─── Data for review

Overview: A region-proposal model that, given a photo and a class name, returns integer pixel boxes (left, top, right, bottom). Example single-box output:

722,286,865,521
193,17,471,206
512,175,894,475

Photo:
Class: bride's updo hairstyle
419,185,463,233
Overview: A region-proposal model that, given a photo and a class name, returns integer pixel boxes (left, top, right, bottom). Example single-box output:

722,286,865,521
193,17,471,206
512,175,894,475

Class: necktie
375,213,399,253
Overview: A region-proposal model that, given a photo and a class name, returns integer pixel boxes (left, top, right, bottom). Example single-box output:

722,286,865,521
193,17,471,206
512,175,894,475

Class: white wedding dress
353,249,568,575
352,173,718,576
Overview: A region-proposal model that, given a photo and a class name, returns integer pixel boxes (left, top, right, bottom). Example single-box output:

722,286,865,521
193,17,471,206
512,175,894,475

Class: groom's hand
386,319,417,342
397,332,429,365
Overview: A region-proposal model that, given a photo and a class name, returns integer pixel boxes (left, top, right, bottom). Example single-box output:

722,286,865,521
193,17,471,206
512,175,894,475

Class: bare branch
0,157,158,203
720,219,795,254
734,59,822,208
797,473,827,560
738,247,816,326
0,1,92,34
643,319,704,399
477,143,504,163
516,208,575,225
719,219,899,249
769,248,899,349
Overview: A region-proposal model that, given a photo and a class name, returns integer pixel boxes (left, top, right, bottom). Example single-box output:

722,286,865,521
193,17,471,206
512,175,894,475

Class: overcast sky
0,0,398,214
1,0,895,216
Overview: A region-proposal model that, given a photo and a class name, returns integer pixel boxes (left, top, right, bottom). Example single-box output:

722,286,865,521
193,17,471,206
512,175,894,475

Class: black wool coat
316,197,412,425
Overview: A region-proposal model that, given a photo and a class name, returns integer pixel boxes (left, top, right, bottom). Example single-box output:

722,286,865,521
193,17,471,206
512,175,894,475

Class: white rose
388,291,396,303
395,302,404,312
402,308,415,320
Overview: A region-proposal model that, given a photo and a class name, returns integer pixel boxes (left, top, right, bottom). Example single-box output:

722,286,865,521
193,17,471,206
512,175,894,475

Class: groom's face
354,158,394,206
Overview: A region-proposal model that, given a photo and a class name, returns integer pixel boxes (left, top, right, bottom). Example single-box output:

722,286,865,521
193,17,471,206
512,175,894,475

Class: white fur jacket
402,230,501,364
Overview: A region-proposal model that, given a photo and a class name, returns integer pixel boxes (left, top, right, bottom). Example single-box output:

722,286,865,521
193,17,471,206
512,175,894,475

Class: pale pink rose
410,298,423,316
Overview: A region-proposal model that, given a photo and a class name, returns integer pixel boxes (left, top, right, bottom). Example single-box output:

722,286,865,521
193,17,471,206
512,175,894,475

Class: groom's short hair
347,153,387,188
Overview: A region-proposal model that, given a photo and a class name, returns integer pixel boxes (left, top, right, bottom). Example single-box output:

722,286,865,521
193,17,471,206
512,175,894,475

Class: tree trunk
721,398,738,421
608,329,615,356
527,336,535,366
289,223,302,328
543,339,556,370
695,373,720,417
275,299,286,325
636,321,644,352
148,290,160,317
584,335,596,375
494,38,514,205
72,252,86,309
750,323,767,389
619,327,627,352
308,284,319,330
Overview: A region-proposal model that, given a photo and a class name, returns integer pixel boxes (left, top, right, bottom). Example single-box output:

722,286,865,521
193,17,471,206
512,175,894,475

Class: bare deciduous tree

──────

Exercise prompt
Retype the records above so that nothing differs from the original.

Solution for this problem
Overview: A region-proposal model that, given a photo and a class name, returns integer pixel boxes (left, top, right, bottom). Example single-box output:

722,286,865,521
193,17,471,206
512,175,894,475

Photo:
Class: bride's updo hairstyle
419,185,463,233
Overview: A region-proposal model that, given a photo and a class name, returns integer pixel boxes (left, top, right, bottom). Example single-box output:

722,286,865,521
193,17,471,206
512,175,894,475

Class: necktie
375,213,399,253
Overview: A region-proposal model that, given a photo and a class name, returns integer pixel boxes (left, top, right, bottom). Example single-box output:

722,286,865,521
193,17,471,206
512,175,894,475

Class: white wedding dress
353,249,568,575
352,173,718,576
Overview: A region-proposal model that, given a photo and a class name, returns integer pixel boxes (left, top, right, bottom). Example single-box output:

722,286,865,521
193,17,471,206
512,175,894,475

Class: groom's hand
386,319,417,342
397,332,429,365
Overview: A region-proposal model that, given a photo and a class name, returns integer pixel boxes (left, top, right, bottom). Example single-box output:

722,286,865,521
193,17,471,206
512,175,894,475

Class: bare branch
0,157,158,203
720,219,795,254
734,59,822,208
797,473,827,560
738,247,816,326
0,1,92,34
643,319,704,399
477,143,504,163
516,208,575,225
719,219,899,249
769,248,899,349
Overview: A region-proposal model that, given a photo and a class name, returns integer pixel boxes (left, top, right, bottom). Example single-box output:

722,286,865,521
193,17,471,206
512,175,894,475

Class: overcast sky
0,0,398,214
1,0,895,216
Overview: A region-proposal model that, given a photo and a class name, returns integer pixel boxes (left, top, right, bottom). Example single-box output:

722,286,865,521
193,17,471,206
512,175,894,475

Class: black wool coat
316,197,412,425
Overview: A region-proposal model that, given a photo and a class name, returns integer pixel boxes (left, top, right, bottom). Example single-box output:

722,286,865,521
193,17,471,206
512,175,894,475

Class: white rose
388,291,396,303
395,302,404,312
402,308,415,320
Overview: A region-proposal model that, given a photo and a class name, returns integer pixel boxes (left, top, right, bottom). Example single-box output:

722,286,865,521
193,17,471,206
512,175,894,475

Class: groom's face
354,158,394,206
Overview: A region-proposal model that, given a photo and a class name, returns integer pixel boxes (left, top, right, bottom). Example single-box output:

722,286,865,521
193,17,471,206
512,175,894,475

Class: white fur jacket
402,230,501,364
Overview: A region-proposal model that, given a photo and a class name, returns integer pixel boxes (left, top, right, bottom). Example single-box output:

722,286,865,521
193,17,471,206
512,175,894,475

Class: pale pink rose
410,298,423,316
Overview: A region-proposal model that, given a photo and a class name, returns integer pixel boxes (left, top, right, bottom). Example single-box output:

722,286,865,521
193,17,471,206
512,175,894,475

Class: groom's short hair
347,153,387,188
Overview: A region-proposal model that, given a photo and a class name, returns integer pixel boxes (left, top, right, bottom). Example single-box output:

722,286,865,521
193,17,471,206
512,175,894,475

Class: tree trunk
721,398,738,421
608,329,615,356
527,336,535,366
289,223,302,328
543,339,556,370
695,373,720,417
275,299,286,325
636,321,644,352
148,290,160,317
584,335,596,375
494,38,514,205
72,252,86,309
750,323,767,389
619,327,627,352
308,284,319,330
Overview: A region-proposal model that, given a photo and a class name, returns integer pixel boxes (left, top, right, bottom). Example single-box output:

722,286,865,521
193,17,471,206
512,175,894,475

Class: bare deciduous tree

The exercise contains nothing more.